▶ **Brief**: Tally the lines in the records below that contain the string "dark", treating uppercase and lowercase as different. Reply with the number alone.
[START The records]
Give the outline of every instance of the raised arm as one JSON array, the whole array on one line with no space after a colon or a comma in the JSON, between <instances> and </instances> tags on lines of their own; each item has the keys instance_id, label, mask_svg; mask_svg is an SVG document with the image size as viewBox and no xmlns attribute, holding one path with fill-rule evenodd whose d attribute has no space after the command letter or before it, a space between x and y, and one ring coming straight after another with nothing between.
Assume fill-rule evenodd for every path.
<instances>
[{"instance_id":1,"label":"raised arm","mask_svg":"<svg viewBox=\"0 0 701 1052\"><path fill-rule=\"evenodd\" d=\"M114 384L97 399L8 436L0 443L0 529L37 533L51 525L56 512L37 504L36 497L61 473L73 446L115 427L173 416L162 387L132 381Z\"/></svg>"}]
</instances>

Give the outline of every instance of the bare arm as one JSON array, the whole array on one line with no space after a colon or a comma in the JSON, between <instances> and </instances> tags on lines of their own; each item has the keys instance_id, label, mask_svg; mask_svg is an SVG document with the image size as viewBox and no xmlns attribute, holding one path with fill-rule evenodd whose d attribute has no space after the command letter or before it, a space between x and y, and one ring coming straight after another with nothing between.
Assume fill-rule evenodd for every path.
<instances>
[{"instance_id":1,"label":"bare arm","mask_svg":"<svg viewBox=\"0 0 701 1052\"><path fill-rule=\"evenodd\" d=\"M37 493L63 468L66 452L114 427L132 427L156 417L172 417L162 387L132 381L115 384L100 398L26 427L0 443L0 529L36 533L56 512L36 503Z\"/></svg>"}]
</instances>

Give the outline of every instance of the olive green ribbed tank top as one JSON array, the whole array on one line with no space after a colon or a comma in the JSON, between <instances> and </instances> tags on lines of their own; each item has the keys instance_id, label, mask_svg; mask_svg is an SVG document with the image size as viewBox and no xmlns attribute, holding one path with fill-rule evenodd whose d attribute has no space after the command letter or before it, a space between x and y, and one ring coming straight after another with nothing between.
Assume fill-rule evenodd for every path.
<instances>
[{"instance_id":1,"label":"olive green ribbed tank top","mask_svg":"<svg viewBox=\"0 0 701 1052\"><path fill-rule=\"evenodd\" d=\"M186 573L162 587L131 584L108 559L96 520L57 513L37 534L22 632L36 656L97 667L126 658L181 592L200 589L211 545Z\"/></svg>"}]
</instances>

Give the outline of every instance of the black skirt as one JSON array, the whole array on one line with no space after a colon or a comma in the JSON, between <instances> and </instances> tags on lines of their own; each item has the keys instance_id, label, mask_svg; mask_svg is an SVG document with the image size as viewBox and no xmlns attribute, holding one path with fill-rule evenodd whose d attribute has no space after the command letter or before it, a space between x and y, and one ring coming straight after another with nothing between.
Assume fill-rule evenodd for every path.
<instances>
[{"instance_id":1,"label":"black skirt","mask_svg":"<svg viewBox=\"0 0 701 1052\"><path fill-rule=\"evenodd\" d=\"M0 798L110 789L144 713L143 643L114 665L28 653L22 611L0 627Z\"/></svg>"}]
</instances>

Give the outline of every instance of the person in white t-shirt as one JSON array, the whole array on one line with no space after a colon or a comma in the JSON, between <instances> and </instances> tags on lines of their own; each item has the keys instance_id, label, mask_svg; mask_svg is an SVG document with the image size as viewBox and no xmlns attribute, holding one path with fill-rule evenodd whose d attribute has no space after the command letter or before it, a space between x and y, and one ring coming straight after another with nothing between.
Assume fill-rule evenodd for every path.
[END The records]
[START The records]
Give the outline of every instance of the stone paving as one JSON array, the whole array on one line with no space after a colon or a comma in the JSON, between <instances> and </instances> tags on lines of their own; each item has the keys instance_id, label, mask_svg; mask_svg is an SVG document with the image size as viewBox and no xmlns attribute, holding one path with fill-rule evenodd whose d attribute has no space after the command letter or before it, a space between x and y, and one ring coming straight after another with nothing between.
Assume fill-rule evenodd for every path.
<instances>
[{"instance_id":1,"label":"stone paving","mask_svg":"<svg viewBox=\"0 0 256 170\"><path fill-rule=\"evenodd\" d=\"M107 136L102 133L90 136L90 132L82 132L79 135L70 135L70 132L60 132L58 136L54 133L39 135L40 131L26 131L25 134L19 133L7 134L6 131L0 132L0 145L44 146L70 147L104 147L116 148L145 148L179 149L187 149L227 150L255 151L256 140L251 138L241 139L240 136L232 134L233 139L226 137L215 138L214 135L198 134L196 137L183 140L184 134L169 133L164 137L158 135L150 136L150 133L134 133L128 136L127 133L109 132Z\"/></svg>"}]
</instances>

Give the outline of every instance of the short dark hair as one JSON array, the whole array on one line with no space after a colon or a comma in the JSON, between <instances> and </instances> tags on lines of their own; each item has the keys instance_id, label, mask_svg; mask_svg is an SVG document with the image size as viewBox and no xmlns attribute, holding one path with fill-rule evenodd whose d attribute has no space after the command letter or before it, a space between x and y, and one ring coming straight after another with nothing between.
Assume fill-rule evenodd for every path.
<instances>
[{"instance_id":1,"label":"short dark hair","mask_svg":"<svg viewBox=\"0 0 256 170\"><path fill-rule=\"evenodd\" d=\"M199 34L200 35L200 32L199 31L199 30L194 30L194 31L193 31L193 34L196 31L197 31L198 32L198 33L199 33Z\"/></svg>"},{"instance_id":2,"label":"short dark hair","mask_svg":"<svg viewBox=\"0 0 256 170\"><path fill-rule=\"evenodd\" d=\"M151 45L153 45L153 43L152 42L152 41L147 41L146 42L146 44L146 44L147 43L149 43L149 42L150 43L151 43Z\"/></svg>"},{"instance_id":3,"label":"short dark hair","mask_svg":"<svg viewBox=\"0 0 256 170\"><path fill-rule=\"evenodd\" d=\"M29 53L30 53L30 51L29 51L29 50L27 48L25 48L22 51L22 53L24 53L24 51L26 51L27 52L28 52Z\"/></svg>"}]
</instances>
[END The records]
▶ **Written answer**: 2